** Opening Document extract block **

Driving and sight: a third of accidents are due to vision defects
It is estimated that 30% of road accidents are caused by defective sight: just to give an example, at night some people can't see the brighter red of brake lights. This subject have been discussed in Florence at the International Ophthalmology Conference which will bring together 3,500 specialists until May 14.
According to Matteo Piovella, secretary of Soi - the Italian Ophthalmology Company, tests for the renewal of driving licenses held by the over 70s are often carried out by 'doctors who are anything but specialized and all too frequently the way renewals are issued is superficial'.
'Everyone knows that with the average increase in age, physical and mental efficiency decreases', Piovella continued. 'And it should be the same for sight. But the license renewal test data shows the opposite: with age, drivers' sight problems seem to be fewer compared to the population in general'. A fact that is not borne out by the figures. 'Many accidents are directly or partly due to eye disorders that can only be diagnosed by a thorough examination carried out by a specialist. I refer to cataract (500 thousand operations a year), glaucoma, and macular degeneration'.

** Closing Document extract block **
** Opening Dataset excerpt block **

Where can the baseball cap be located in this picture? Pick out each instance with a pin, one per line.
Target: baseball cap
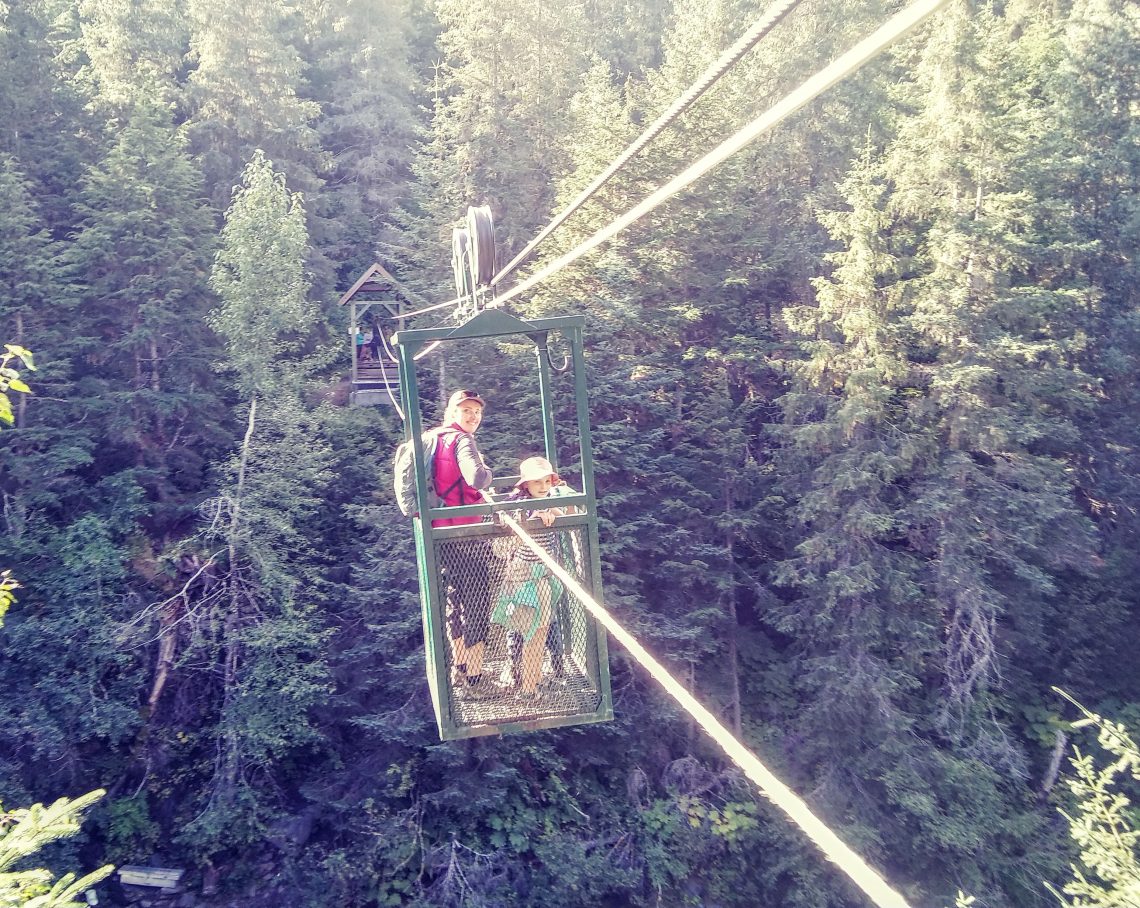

** Closing Dataset excerpt block **

§ Exercise requirements
a) According to the article on driving and vision defects, what share of road accidents is estimated to be caused by defective sight?
b) Continue the article on driving and vision defects, picking up after its final sentence.

§ Written answers
a) 30%

b)
And that's not all. 'According to recent assessments, in Italy almost 1 million people have early signs of macular degeneration', added the ophthalmologist Giuseppe Panzardi from Florence, '1% of the population over 50, 14% over 75 and more than 30% of the over 80s are affected by the most threatening form of macular degeneration, the neovascular or atrophic forms'. Despite the 20 thousand new cases of neovascular macular degeneration recorded in Italy every year, many of these people pass the license renewal sight test.